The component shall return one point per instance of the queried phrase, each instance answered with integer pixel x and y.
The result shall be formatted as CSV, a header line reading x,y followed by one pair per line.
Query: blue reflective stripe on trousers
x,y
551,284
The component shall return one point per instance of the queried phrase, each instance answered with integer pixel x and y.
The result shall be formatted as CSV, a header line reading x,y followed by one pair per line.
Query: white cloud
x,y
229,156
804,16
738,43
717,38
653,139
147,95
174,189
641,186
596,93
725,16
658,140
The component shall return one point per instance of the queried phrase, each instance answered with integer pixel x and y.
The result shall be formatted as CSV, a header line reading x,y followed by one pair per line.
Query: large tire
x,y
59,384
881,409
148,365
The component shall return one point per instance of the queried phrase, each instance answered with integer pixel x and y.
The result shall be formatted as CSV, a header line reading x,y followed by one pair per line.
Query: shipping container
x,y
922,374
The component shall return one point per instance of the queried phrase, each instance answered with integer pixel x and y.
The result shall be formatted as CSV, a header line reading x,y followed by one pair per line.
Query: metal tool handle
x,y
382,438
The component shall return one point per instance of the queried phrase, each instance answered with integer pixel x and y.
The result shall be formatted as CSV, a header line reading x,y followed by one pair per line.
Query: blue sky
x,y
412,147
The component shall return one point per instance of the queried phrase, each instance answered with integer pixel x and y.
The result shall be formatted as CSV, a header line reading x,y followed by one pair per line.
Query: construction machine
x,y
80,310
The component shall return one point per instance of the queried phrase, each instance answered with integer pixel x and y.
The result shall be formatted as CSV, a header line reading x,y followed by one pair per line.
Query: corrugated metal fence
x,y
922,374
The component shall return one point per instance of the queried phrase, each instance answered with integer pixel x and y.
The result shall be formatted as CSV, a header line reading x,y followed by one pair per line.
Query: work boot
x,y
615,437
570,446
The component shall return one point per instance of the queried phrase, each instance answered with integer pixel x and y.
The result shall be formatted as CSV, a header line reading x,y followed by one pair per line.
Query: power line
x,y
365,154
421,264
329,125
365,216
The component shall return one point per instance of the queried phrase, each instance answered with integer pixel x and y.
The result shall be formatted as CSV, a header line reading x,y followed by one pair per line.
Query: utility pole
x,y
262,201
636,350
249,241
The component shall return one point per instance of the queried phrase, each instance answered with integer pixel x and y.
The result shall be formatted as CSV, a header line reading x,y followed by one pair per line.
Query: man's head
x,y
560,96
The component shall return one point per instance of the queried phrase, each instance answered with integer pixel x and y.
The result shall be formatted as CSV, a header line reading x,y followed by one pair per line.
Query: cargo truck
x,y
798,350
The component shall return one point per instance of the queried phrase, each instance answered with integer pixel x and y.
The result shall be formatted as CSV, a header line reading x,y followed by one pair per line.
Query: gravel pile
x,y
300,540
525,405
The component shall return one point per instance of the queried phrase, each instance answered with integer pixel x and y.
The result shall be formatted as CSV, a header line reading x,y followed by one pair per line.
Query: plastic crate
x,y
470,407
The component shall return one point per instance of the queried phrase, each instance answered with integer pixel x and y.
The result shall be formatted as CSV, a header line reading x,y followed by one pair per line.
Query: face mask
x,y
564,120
··········
Stated problem. Write out the records shown above, exactly as they appear.

The result.
The component shall return one point per instance of the queried phrase, each instance answered with integer pixel x and y.
The result shall be formatted as CSV, a header line reading x,y followed by one pair per line.
Query: blue reflective stripe on trousers
x,y
551,284
The component shall return one point per instance of the queried phrase, each instance answered with integer pixel x and y.
The result shall be formatted as CSV, a header line reading x,y followed by one pair per line.
Query: white cloud
x,y
229,156
804,16
738,43
717,38
653,139
147,95
174,189
641,186
596,93
725,16
658,140
The component shall return one point per instance of the queried phrase, each instance answered with integer pixel x and y.
The result shall be formatted as CSV, a header line reading x,y followed by one pair per line.
Query: large tire
x,y
59,384
881,409
148,365
The component shall return one point per instance of the queried phrase, each instance answered with integer pixel x and y.
The result shall be formatted as CSV, a header line reading x,y followed by one pair per line.
Query: shipping container
x,y
922,374
The component shall return one point per instance of the queried phrase, each instance answered with integer pixel x and y.
The result shall be formatted as CSV, a header line reading x,y followed by one pair per line.
Query: metal tool handle
x,y
382,438
The component shall return one point per instance of the queried phrase, each instance answered with integer pixel x and y.
The result shall be formatted as CSV, a header line reading x,y followed by one pair per line.
Query: blue sky
x,y
412,147
The component shall return one point per instance of the queried phrase, each instance answered with integer pixel x and y.
The result shall be formatted as CSV, a header line reading x,y followed by one pair per line.
Query: construction machine
x,y
80,310
The component shall return one point per instance of the queried phrase, each instance answered with integer pixel x and y.
The result shall be formatted as CSV, a header line reading x,y followed by one pair per line.
Query: corrugated metal fence
x,y
922,374
The component shall return one point per instance of the queried phrase, each instance answered with integer pixel x and y.
The result shall be formatted as CSV, a header line reading x,y followed by one pair per line.
Query: work boot
x,y
615,437
570,446
The component shall return one point per instance of the queried phrase, each instance answered with integer pixel x and y.
The result shall be formatted as CSV, a header line reading x,y followed by one pair per line.
Query: power line
x,y
365,154
421,264
329,125
365,216
The component shall return one point per instance of the queried phrase, each instance answered with integer pixel x and y.
The result shall be formatted as CSV, a header line reading x,y followed by one pair per line.
Query: utility pole
x,y
262,201
636,350
249,241
The component shall return one point per instance of the queried phrase, each instance answered with integer pixel x and y.
The result shall be formatted as CSV, a header line reading x,y followed by one pair per line.
Query: man's head
x,y
560,96
The component shall return one point per instance of the queried phrase, each instance answered with integer pixel x and y.
The result shall be formatted as CSV, a header line reading x,y followed by one pair per line.
Query: cargo truck
x,y
798,350
The component shall return one point per instance of the queried phrase, each instance answered with integer pixel x and y.
The result shall be formatted as CSV, a header line reading x,y followed by one pair per line.
Query: gravel pile
x,y
300,540
525,405
The component shall return one point per instance of the queried phrase, each instance answered with integer pixel x and y.
The result shall be formatted as CSV, a header line reading x,y followed by one pair per line.
Query: plastic crate
x,y
470,407
The component shall return one point per instance of the queried phrase, each instance answered with integer pixel x and y.
The result shall be formatted as CSV, a header line reading x,y followed by one pair per line.
Query: face mask
x,y
564,120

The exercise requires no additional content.